◆ Problems to work on
1. In the passage on the Ottoman Empire's decline, in what year did the Empire reach its greatest extent?
2. Extend the passage on the Ottoman Empire's decline by writing what comes after its final sentence.

◆ Selected excerpt

By the time the Ottoman Empire completely collapsed in 1922, it had been slowly losing territory for more than two hundred years. The Empire had reached its maximum extent in 1683, on the eve of the Battle of Vienna. It had failed to capture Vienna.
From the perspective of Europe, it became evident that possession of the Ottoman territories would soon be thrown into question and their capture by Europe itself would throw into question the balance of power between Europe’s various empires.
The British, French, and Russian empires, all descendants of the Roman Empire, had coveted the Ottoman territories. At the time of the Ottoman’s decline, the British were the most militarily powerful of the three. Whoever got those lands would enjoy immense riches, they believed, and not just on earth but in the hereafter.
Jerusalem was there.
The Russian Empire in the east wished for a port with warm water year-round. It sought control over the Black Sea and its connection to the Mediterranean Sea right at Constantinople, taken earlier by the Ottomans in 1453.
In 1798, the French Empire was losing Haiti in the Caribbean to a slave revolt. To make up for the loss of its most valuable colony, the French planned to steal Britain’s most valuable colony: India in South Asia.
Instead of directly fighting the British, Napoleon turned his warships to non-Europe. He boarded soldiers and scientists alongside him on expedition to Egypt. His strategy was to take India by simply getting to it faster than Britain. At the time, the Europeans were still having to round Southern Afrika to get to Asia.

◆ Dataset excerpt

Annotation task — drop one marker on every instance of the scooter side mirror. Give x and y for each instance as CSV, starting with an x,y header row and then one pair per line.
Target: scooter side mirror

◆ Task-by-task outputs
1. 1683

2.
Napoleon planned to cut a canal between the Red Sea and the Mediterranean, the future Suez Canal.
Napoleon would fail, but the idea lived on. In 1859, the British would begin cutting the Suez Canal, displacing many, including the Nubian peoples who wear black clothing today in mourning, demanding their return to their ancestral lands when they will again wear their traditional white clothing.
After some early victories in Egypt, Napoleon and his French expedition returned to Europe in defeat. The British had stepped in, allowing the Ottoman Empire to live on so it would not be conquered by France.
Still, that Europeans had managed to stay in the Holy Land as long as Napoleon had stayed was momentous news for Europe, and in that way, the French expedition was a success. It led to the publication of the Description de l’Égypte from the findings of Napoleon’s scientists. First published in 1809, the encyclopedia would travel across the Atlantic and inspire a type of “Holy Land mania” from Europe to America.
The map below consists of 47 sheets and starts at the south end of Egypt, follows the Nile, and then up to the Delta in the north. Palestine appears on the eastern banks of the Mediterranean Sea.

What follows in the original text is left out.